*Problem to solve:* Rewrite the data from the line containing "[find] the cumulus" through the end, substituting "pin" for each "marker" and keeping everything else the same.

*Stored rows:*
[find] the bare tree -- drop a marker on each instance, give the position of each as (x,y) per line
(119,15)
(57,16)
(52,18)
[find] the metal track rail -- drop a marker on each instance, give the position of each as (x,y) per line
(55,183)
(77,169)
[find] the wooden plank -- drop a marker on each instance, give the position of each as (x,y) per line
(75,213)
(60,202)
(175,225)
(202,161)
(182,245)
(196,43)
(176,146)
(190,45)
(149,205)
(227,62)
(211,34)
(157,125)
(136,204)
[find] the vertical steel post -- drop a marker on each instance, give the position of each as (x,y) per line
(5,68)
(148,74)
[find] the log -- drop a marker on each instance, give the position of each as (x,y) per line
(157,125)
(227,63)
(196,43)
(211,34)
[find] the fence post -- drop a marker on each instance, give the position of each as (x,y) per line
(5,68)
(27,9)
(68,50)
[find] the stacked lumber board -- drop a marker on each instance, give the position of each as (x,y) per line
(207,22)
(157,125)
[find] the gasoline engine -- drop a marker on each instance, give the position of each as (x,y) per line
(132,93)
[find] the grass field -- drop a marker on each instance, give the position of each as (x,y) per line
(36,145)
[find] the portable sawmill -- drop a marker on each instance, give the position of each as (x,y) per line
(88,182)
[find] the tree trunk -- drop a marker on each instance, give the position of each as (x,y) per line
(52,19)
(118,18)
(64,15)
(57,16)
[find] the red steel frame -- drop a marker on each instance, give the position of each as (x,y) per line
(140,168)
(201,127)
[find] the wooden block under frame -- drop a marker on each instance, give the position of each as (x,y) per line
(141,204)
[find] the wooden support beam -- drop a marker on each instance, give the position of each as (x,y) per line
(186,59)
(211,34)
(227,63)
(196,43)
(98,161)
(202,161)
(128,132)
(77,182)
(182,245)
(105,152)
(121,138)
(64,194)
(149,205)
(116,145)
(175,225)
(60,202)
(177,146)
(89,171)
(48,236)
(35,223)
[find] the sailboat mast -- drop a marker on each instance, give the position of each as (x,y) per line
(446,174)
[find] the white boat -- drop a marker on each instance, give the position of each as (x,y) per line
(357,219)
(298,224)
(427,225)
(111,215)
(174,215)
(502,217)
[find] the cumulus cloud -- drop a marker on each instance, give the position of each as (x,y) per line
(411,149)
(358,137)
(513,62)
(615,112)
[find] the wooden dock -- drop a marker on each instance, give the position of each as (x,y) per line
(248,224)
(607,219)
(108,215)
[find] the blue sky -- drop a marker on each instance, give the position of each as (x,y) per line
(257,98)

*Output for this exercise:*
[find] the cumulus cloud -- drop a pin on each instance, give the position of each as (x,y) per line
(411,149)
(358,137)
(513,62)
(615,112)
[find] the wooden dock -- drop a pin on each instance, give the position of each as (x,y) per line
(248,224)
(607,219)
(108,215)
[find] the blue sky -- drop a pin on each instance, give the position of each as (x,y) per line
(257,98)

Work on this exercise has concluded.